• [What is asked]: Copy the rows below word for word, from the line containing "Please provide the mask of every instance of the treeline." through the line containing "The photo above is the one in question.", including both of those lines. Give only that stretch.

──────

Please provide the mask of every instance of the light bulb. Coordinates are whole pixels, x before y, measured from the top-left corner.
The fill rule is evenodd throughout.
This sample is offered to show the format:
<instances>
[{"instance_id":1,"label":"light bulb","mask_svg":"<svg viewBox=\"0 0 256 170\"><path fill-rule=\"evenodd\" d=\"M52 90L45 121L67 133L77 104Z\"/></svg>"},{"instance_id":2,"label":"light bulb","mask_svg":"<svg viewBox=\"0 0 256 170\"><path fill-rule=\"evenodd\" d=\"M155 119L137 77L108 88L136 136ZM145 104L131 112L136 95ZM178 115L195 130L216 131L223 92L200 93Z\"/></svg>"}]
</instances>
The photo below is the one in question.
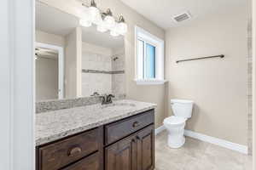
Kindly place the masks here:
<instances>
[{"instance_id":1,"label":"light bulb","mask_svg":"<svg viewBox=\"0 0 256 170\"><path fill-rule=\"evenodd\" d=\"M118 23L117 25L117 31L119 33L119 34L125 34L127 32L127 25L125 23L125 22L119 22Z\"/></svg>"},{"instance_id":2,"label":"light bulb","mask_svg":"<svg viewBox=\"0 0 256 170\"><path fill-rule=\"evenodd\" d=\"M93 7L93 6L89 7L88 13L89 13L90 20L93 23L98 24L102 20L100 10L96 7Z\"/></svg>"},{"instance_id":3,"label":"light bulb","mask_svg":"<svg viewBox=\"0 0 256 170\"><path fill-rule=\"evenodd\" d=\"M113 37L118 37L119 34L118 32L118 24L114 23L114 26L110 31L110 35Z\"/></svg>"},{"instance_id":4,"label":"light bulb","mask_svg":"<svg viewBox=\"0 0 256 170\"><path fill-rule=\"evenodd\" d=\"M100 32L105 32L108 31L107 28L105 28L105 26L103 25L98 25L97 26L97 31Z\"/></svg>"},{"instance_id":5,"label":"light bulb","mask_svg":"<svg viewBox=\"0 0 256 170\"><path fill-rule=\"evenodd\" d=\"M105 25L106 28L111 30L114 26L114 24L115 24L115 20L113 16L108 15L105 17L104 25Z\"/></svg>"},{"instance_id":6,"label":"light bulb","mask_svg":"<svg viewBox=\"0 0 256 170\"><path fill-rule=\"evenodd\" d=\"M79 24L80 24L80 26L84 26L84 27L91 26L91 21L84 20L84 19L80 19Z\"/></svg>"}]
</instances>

──────

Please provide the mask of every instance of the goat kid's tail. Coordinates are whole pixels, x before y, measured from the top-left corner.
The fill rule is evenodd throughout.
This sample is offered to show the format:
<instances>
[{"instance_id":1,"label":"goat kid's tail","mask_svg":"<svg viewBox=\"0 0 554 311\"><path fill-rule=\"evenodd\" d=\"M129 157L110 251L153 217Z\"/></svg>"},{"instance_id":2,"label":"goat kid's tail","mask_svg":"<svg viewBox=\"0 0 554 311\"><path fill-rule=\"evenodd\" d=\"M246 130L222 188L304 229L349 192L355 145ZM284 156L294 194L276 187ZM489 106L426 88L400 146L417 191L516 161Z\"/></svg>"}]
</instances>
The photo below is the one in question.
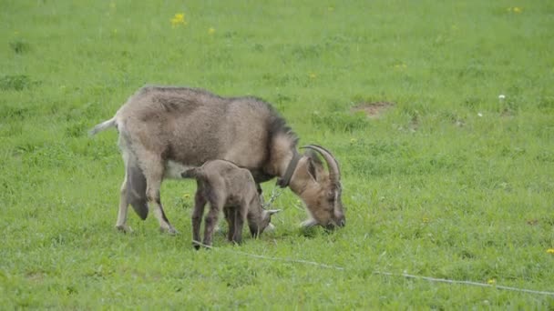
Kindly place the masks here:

──────

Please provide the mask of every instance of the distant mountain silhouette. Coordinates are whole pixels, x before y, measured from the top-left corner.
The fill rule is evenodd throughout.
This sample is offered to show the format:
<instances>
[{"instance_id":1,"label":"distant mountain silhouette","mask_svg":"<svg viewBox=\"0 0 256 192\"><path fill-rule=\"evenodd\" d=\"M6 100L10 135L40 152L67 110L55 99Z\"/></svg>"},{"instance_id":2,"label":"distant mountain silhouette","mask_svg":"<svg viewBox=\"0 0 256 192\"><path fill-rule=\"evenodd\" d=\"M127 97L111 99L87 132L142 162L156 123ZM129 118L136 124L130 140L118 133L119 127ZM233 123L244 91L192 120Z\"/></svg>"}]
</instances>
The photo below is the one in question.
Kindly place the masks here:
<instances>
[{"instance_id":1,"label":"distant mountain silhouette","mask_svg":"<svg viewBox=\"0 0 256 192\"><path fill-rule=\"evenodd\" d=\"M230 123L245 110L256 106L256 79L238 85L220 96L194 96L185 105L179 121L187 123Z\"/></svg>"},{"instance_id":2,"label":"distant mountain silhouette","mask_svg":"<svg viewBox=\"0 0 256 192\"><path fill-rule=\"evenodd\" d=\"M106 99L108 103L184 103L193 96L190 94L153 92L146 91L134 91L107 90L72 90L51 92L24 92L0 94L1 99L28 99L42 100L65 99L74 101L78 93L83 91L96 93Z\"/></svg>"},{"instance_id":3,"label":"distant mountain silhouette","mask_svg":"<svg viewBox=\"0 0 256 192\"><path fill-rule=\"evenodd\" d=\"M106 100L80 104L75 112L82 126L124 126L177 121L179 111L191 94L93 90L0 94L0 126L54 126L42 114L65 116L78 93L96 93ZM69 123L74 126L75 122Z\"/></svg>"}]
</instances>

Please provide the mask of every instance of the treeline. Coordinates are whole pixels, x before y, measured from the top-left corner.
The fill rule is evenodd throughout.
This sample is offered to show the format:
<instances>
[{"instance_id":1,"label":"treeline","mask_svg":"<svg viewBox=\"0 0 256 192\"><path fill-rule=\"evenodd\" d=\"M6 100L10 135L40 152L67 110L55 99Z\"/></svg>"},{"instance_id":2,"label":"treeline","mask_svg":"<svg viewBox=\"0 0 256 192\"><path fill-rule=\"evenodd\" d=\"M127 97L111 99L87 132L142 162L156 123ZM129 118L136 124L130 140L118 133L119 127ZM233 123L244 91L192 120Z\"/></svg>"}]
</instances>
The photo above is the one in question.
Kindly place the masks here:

──────

• [Complete output]:
Please provide the mask of every instance of the treeline. Coordinates are whole pixels, x before y, measured from the top-left corner.
The fill rule is evenodd throughout.
This sample is offered to show the format:
<instances>
[{"instance_id":1,"label":"treeline","mask_svg":"<svg viewBox=\"0 0 256 192\"><path fill-rule=\"evenodd\" d=\"M6 100L10 135L40 152L67 110L55 99Z\"/></svg>"},{"instance_id":2,"label":"treeline","mask_svg":"<svg viewBox=\"0 0 256 192\"><path fill-rule=\"evenodd\" d=\"M127 97L111 99L87 132L142 162L156 123ZM129 118L136 124L130 140L118 133L119 127ZM233 123L244 91L192 120Z\"/></svg>"}]
</instances>
The photo above is the one in question.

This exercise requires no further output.